Feeling Grateful

Hello Friends and Colleagues,

It was recently brought to my attention that a letter I wrote in 2008 is still being circulated today.


I had forgotten all about it until I was contacted recently by the Equine-Facilitated Wellness-Canada organization. I feel immensely honored to know that this letter was helpful in supporting the process of “deep learning” about equine-assisted mental health and equine-assisted learning.

Developing competency in this emerging area of practice is essential, both for the safety and wellbeing of the participants, and for that of our equine partners. Hats off to Equine-Facilitated Wellness-Canada for their dedication to the advancement of the equine-assisted mental health and equine-assisted learning industry!


Help Advance Our Knowledge of Equine-Assisted Mental Health and Equine-Assisted Learning

Recently, I posted a link to participate in an Idaho State University research survey aimed at gathering data that will help differentiate between the various models or approaches to equine-assisted mental health and equine-assisted learning.

This data, once collected, analyzed, and published, will help both practitioners and researchers design studies using more clearly defined and operationalized terminology, and have the empirical evidence to develop specific and standardized protocols for each type of intervention.

• • • •

Return the part of the equine-assisted learning post that runs from "This data, once" up to and including "type of intervention.", word for word. Nothing in the entries is needed for the work on this post.

• • • •

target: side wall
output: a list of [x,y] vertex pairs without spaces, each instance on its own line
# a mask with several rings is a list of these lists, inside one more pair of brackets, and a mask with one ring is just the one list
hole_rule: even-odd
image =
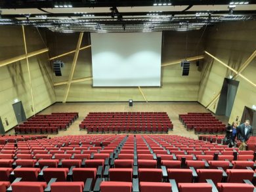
[[[188,34],[187,56],[202,54],[203,38],[198,44],[202,30],[188,32],[163,32],[162,64],[182,59],[186,55],[186,39]],[[78,33],[58,33],[49,31],[47,42],[50,56],[54,56],[75,49]],[[90,45],[89,33],[85,33],[81,47]],[[196,47],[198,47],[195,50]],[[54,75],[54,82],[67,81],[74,54],[59,58],[65,63],[62,77]],[[197,101],[201,72],[198,71],[196,62],[192,62],[189,76],[182,77],[179,64],[162,67],[161,88],[142,87],[148,101]],[[91,48],[80,51],[73,79],[92,76]],[[144,101],[138,88],[92,88],[92,81],[72,83],[67,102],[119,102]],[[62,102],[66,85],[54,86],[56,100]]]
[[[238,71],[256,50],[256,22],[236,22],[209,27],[207,31],[205,50]],[[256,59],[242,73],[256,83]],[[234,73],[205,54],[204,68],[202,73],[198,102],[207,106],[221,91],[224,78]],[[256,87],[238,77],[240,81],[236,99],[229,119],[232,123],[236,116],[242,117],[244,106],[251,107],[256,102]],[[219,100],[209,107],[216,111]]]
[[[25,31],[28,52],[46,47],[36,28],[25,28]],[[0,27],[0,34],[1,61],[25,54],[21,26]],[[45,52],[28,59],[35,113],[56,102],[48,58]],[[22,102],[27,118],[33,115],[26,60],[0,67],[0,117],[7,131],[17,125],[12,108],[15,99]]]

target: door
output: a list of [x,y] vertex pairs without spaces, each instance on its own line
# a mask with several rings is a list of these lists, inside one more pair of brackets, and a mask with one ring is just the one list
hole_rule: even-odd
[[5,128],[3,127],[2,119],[1,119],[0,117],[0,134],[5,134]]
[[12,104],[12,107],[18,124],[27,120],[22,102]]

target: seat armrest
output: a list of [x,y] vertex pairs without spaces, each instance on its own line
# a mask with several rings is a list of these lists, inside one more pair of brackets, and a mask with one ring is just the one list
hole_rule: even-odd
[[100,192],[100,183],[101,183],[102,182],[102,178],[98,178],[96,180],[95,187],[93,189],[93,191],[94,192]]
[[178,186],[176,183],[175,180],[169,180],[169,182],[171,185],[171,191],[179,192]]
[[47,184],[47,187],[45,189],[45,192],[51,192],[51,185],[57,181],[56,178],[51,178]]
[[197,178],[198,177],[198,174],[196,173],[196,171],[195,168],[194,167],[192,167],[192,166],[190,166],[189,168],[192,170],[193,178]]
[[221,170],[223,171],[223,178],[227,178],[228,175],[226,174],[226,172],[224,170],[224,169],[222,167],[218,167],[219,170]]
[[108,165],[109,163],[110,163],[110,158],[109,157],[106,158],[105,161],[104,163],[104,165],[107,166]]
[[109,165],[107,165],[105,166],[105,170],[104,170],[104,174],[103,174],[103,177],[104,178],[108,178],[110,168],[110,166]]
[[206,180],[206,182],[207,182],[209,184],[211,184],[211,187],[213,187],[211,189],[212,192],[219,191],[212,180]]
[[133,178],[138,178],[138,166],[133,166]]
[[100,166],[98,166],[97,172],[96,174],[96,177],[97,178],[101,178],[101,176],[102,175],[102,170],[103,170],[102,166],[100,165]]
[[85,187],[83,188],[83,192],[90,192],[93,187],[93,178],[88,178],[86,180]]
[[[15,180],[13,181],[13,182],[12,183],[16,183],[16,182],[20,182],[21,180],[22,180],[22,178],[17,178],[15,179]],[[12,192],[12,185],[10,185],[10,187],[9,187],[7,188],[7,189],[6,190],[6,192]]]
[[139,192],[139,178],[133,179],[133,192]]

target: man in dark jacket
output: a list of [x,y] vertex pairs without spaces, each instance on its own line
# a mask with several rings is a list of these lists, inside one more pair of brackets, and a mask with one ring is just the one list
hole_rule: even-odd
[[239,147],[240,150],[246,150],[246,142],[249,140],[253,131],[252,127],[250,125],[250,121],[249,120],[245,120],[245,122],[244,123],[241,124],[240,126],[238,126],[238,140],[241,141],[241,144]]

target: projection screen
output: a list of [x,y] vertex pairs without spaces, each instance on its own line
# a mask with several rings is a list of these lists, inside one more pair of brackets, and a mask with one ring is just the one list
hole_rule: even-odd
[[93,86],[160,86],[161,32],[91,33]]

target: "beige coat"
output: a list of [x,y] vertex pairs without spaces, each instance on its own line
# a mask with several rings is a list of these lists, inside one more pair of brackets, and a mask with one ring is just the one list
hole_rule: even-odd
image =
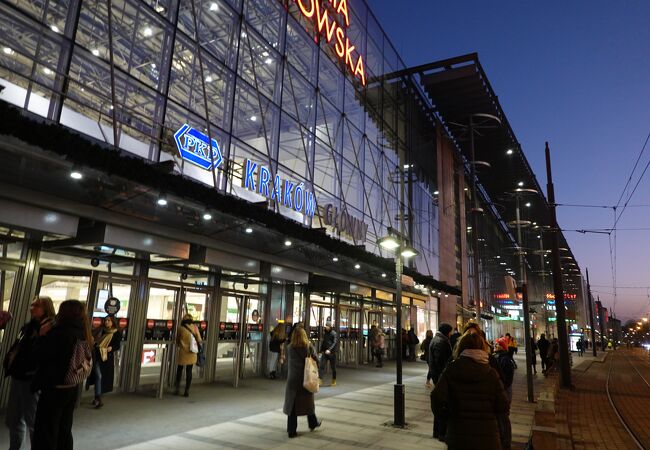
[[192,329],[196,341],[201,344],[201,335],[196,325],[181,325],[178,327],[176,334],[176,345],[178,346],[178,353],[176,354],[176,364],[179,366],[190,366],[196,364],[196,353],[190,351],[191,334],[187,328]]

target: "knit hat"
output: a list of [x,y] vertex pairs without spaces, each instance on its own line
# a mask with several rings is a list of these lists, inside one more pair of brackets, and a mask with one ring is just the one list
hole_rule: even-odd
[[494,341],[494,344],[496,346],[495,350],[503,350],[503,351],[508,351],[508,338],[502,337]]

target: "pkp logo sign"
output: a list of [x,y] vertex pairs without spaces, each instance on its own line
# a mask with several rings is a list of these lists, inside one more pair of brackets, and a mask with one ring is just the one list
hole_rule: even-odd
[[216,139],[212,139],[212,158],[210,158],[210,139],[188,124],[183,124],[174,133],[174,141],[176,141],[176,147],[181,158],[202,169],[216,169],[223,162],[221,148],[219,148]]

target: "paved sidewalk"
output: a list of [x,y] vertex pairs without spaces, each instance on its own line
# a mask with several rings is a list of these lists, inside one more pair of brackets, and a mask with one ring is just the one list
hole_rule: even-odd
[[[517,361],[512,448],[523,449],[530,436],[535,405],[526,401],[523,355],[517,356]],[[387,425],[393,419],[393,363],[383,369],[339,369],[339,385],[323,386],[316,396],[316,413],[323,426],[309,432],[306,418],[301,417],[295,439],[287,437],[287,419],[282,413],[284,381],[259,378],[242,380],[238,389],[219,383],[196,385],[189,398],[107,395],[100,410],[89,405],[92,397],[85,397],[75,412],[75,448],[444,449],[445,444],[431,437],[433,416],[424,387],[426,369],[420,361],[404,364],[406,429]],[[536,386],[543,382],[539,373]],[[7,434],[0,433],[0,448],[8,447]]]

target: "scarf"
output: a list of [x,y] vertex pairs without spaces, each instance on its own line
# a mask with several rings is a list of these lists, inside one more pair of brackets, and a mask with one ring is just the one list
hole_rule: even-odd
[[488,354],[484,350],[479,350],[476,348],[468,348],[466,350],[463,350],[460,356],[466,356],[468,358],[472,358],[474,361],[480,364],[488,363]]

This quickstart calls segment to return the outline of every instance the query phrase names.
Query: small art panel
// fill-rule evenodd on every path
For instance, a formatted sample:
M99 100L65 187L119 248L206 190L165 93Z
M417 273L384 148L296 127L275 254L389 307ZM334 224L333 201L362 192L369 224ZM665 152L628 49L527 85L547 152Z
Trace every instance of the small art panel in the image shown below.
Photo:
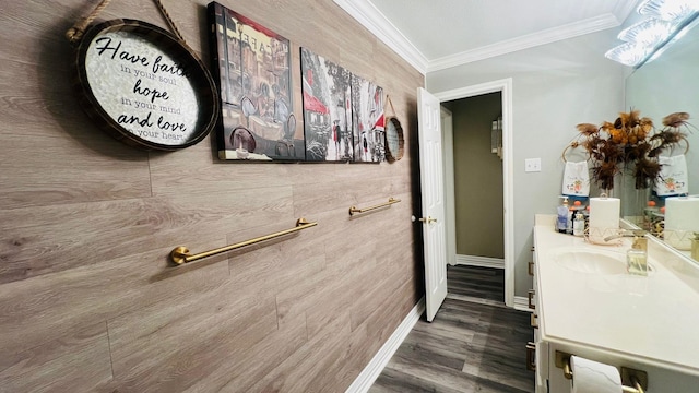
M218 157L303 160L293 108L288 39L217 2L209 4L214 79L221 93Z
M386 159L386 118L383 88L355 74L352 75L354 114L354 160L380 163Z
M352 74L301 48L301 79L306 159L353 160Z

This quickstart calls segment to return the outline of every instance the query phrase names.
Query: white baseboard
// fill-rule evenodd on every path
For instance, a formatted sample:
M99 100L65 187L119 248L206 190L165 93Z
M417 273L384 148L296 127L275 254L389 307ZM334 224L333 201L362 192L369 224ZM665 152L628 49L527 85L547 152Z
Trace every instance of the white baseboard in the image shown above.
M371 388L376 379L379 378L386 365L388 365L393 354L395 354L401 343L403 343L403 340L405 340L413 326L415 326L415 323L419 321L419 317L424 311L425 297L419 299L417 305L413 307L411 312L403 319L403 322L395 329L389 340L386 341L381 349L374 355L371 361L362 370L345 393L366 393L369 391L369 388Z
M514 297L514 309L520 311L533 312L534 310L529 308L529 298L526 296Z
M505 260L502 258L457 254L457 264L465 264L470 266L479 266L479 267L505 269Z

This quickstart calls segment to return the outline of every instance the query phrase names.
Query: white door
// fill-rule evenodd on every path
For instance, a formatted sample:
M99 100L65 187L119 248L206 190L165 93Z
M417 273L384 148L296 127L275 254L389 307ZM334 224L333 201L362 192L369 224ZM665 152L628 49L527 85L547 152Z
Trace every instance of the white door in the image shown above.
M445 233L445 184L441 157L439 99L417 88L419 171L425 241L425 302L433 321L447 297L447 242Z

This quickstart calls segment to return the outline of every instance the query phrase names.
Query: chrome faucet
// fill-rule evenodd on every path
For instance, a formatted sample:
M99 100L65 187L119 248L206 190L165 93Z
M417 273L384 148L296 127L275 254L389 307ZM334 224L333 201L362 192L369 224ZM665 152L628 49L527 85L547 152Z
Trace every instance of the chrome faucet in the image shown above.
M643 229L635 229L635 230L624 230L616 235L607 236L604 238L604 241L609 241L614 239L619 239L623 237L632 237L633 243L631 245L632 249L639 249L647 251L648 250L648 239L645 238L645 234L648 234Z

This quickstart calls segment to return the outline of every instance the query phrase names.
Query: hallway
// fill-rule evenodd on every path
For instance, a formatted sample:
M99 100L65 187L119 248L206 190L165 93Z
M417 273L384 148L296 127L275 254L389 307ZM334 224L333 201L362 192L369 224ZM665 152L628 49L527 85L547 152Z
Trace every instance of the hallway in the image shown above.
M417 322L369 392L534 392L525 368L530 314L505 307L501 273L449 266L435 321Z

• • • •

TASK ANSWER ▸
This data, once collected, analyzed, and published, will help both practitioners and researchers design studies using more clearly defined and operationalized terminology, and have the empirical evidence to develop specific and standardized protocols for each type of intervention.